Data for analysis Start Marker
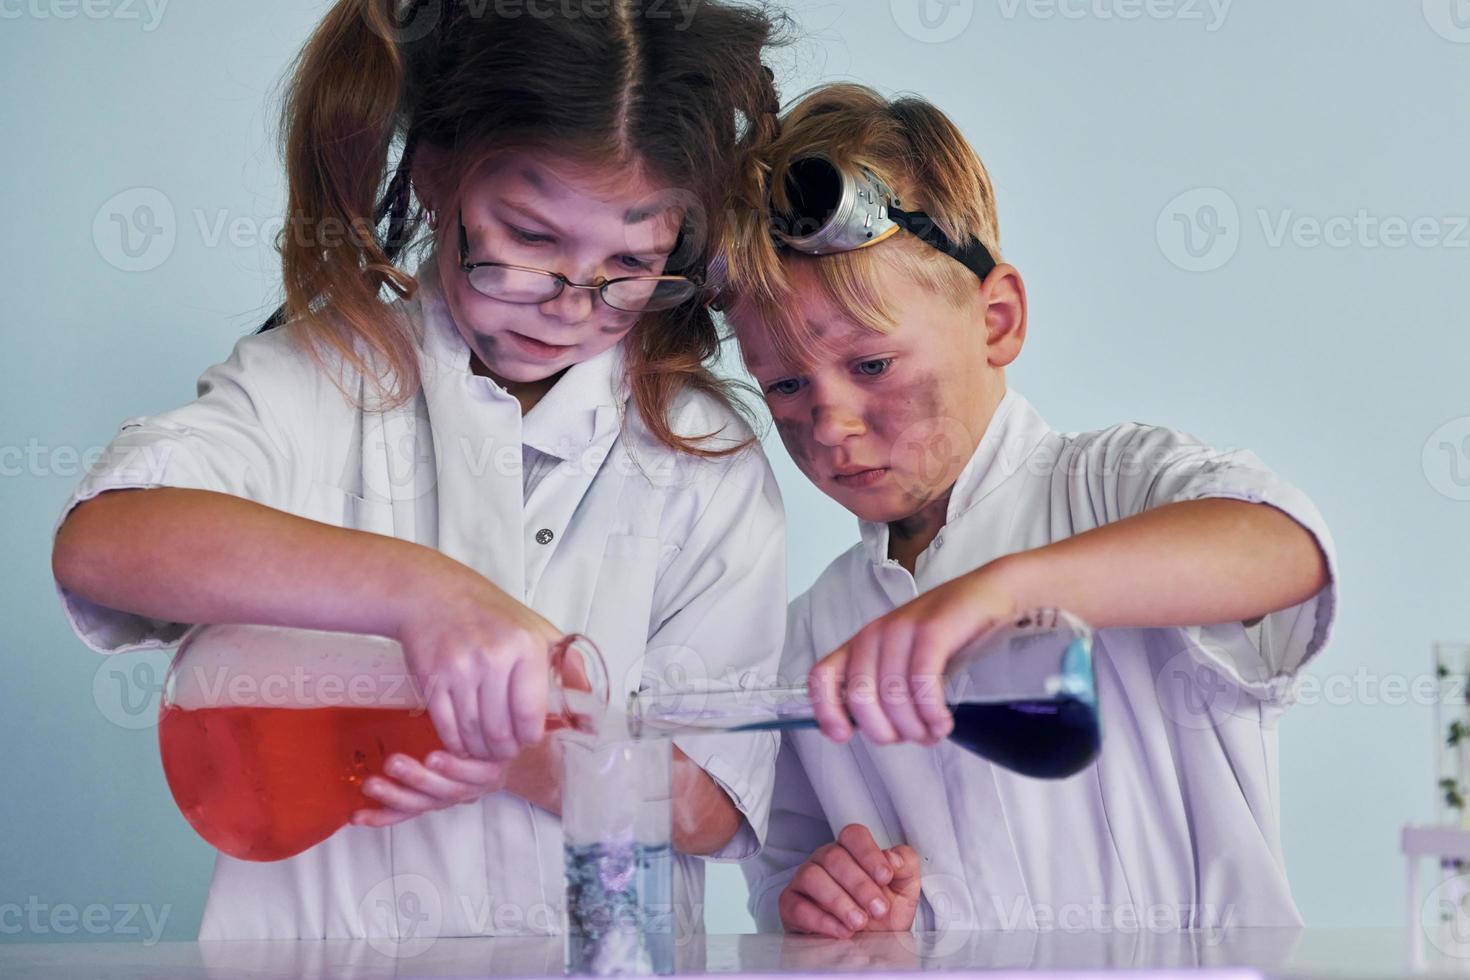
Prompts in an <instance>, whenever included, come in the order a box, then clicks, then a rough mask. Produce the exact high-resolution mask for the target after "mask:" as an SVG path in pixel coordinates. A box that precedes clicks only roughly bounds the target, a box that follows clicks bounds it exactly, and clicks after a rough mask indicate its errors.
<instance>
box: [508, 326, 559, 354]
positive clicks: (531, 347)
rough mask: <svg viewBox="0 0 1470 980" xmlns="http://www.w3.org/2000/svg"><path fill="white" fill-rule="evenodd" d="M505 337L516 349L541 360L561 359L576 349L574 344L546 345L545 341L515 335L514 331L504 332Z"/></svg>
mask: <svg viewBox="0 0 1470 980" xmlns="http://www.w3.org/2000/svg"><path fill="white" fill-rule="evenodd" d="M506 335H507V336H509V338H510V339H512V342H514V345H516V347H519V348H520V350H523V351H525V353H526V354H531V356H532V357H539V359H542V360H551V359H556V357H562V356H563V354H566V353H567V351H569V350H572V348H573V347H576V345H575V344H547V342H545V341H538V339H537V338H534V336H526V335H525V334H516V332H514V331H506Z"/></svg>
Data for analysis End Marker
What needs to be done: Can you retype every item above character for character, leaving the pictures out of your answer?

Task answer:
Prompts in an <instance>, whenever included, come in the order a box, then clicks, then a rough mask. Produce the exact high-resolution mask for the target after "mask:" as an SVG path in pixel coordinates. A box that precedes clicks only roughly bounds the target, a box that follows clicks bounds it exactly, and clicks after a rough mask indicate its errors.
<instance>
box: [508, 326, 559, 354]
positive clicks: (531, 347)
rough mask: <svg viewBox="0 0 1470 980" xmlns="http://www.w3.org/2000/svg"><path fill="white" fill-rule="evenodd" d="M505 337L516 349L541 360L561 359L576 349L574 344L546 345L545 341L515 335L514 331L504 332Z"/></svg>
mask: <svg viewBox="0 0 1470 980" xmlns="http://www.w3.org/2000/svg"><path fill="white" fill-rule="evenodd" d="M506 335H507V336H509V338H510V339H512V342H514V345H516V347H519V348H520V350H523V351H525V353H526V354H531V356H532V357H539V359H542V360H551V359H556V357H562V356H563V354H566V353H567V351H569V350H572V348H573V347H576V345H575V344H547V342H545V341H538V339H537V338H534V336H526V335H525V334H516V332H514V331H506Z"/></svg>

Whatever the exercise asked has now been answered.